# What the task requires
Can you rewrite the entries below as a two-column CSV with the headers "text" and "answer", one row per entry? Put each entry's text and its answer in a single quoted field, with line breaks replaced by spaces.

# Entries shown
_____

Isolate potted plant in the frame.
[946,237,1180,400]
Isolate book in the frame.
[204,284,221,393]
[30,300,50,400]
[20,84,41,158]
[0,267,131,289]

_____

# Right answer
text,answer
"Isolate potted plant in the frame.","[946,237,1180,400]"
"Isolate book in the frame.","[204,284,221,393] [30,300,50,400] [20,84,41,158] [0,267,131,289]"